■ Directions for this task ■
Your task is to output, without alteration, each line from the one containing "Query: guardia civil officer" through the final line of the records below.

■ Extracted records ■
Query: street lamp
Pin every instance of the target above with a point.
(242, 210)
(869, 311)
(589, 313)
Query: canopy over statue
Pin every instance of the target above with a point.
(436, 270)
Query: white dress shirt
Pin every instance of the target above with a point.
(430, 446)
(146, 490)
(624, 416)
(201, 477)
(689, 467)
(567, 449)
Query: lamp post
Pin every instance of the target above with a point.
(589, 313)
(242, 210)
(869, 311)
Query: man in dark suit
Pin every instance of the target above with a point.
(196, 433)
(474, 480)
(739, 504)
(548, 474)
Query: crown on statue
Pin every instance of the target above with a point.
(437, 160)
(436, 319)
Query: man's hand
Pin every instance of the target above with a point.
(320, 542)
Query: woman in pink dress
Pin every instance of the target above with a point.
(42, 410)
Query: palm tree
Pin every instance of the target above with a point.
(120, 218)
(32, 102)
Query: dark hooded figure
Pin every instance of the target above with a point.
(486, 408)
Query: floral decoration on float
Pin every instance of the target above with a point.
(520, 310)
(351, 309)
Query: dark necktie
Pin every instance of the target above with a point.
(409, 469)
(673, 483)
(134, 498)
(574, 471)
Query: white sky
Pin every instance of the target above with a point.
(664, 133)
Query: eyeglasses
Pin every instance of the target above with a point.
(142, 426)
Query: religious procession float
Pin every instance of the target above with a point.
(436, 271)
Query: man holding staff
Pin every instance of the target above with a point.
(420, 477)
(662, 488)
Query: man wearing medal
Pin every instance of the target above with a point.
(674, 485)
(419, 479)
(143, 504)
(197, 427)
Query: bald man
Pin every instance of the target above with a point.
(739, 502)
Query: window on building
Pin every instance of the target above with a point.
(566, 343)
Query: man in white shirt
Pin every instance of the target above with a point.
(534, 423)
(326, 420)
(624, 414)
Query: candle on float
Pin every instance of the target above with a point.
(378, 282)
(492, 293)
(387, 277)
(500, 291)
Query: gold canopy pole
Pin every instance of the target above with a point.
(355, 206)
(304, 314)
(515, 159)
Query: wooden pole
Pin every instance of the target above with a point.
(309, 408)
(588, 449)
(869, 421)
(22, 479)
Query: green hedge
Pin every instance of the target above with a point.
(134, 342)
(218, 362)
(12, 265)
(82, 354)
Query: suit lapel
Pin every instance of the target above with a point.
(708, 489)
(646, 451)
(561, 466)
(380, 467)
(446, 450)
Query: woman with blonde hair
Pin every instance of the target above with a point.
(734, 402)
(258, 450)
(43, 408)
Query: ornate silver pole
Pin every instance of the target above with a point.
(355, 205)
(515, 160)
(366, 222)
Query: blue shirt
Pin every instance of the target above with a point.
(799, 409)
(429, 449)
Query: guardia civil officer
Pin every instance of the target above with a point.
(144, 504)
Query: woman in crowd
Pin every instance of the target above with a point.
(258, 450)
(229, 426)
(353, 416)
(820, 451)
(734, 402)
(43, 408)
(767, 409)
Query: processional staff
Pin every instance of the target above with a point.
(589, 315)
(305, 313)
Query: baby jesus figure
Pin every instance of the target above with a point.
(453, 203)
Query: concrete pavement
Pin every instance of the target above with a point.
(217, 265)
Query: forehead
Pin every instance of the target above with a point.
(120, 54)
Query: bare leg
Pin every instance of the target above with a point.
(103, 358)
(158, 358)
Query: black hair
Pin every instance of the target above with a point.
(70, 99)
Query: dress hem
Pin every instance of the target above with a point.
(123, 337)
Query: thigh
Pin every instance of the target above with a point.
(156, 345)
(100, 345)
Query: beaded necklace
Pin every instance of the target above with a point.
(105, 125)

■ Answer space ■
Query: guardia civil officer
Pin every instance of the target above with a point.
(144, 504)
Query: woman in crowd
Pin every instance of the target above with a point.
(258, 450)
(229, 426)
(353, 416)
(820, 451)
(734, 402)
(43, 408)
(767, 409)
Query: processional staff
Pin every instance of the target above with a point.
(589, 315)
(305, 313)
Query: baby jesus figure
Pin every instance of the target above with a point.
(453, 203)
Query: concrete pavement
Pin every instance of the target above with a point.
(217, 265)
Query: forehead
Pin every instance of the target above with a point.
(120, 54)
Query: bare leg
Pin every instance of the target above with a point.
(103, 358)
(158, 358)
Query: black hair
Pin every instance of the target above with a point.
(70, 99)
Query: dress hem
Pin every instance of the target above with a point.
(123, 337)
Query: thigh
Pin every instance of the target above with a point.
(156, 345)
(100, 345)
Query: beaded necklace
Pin every instance of the target above with a point.
(105, 125)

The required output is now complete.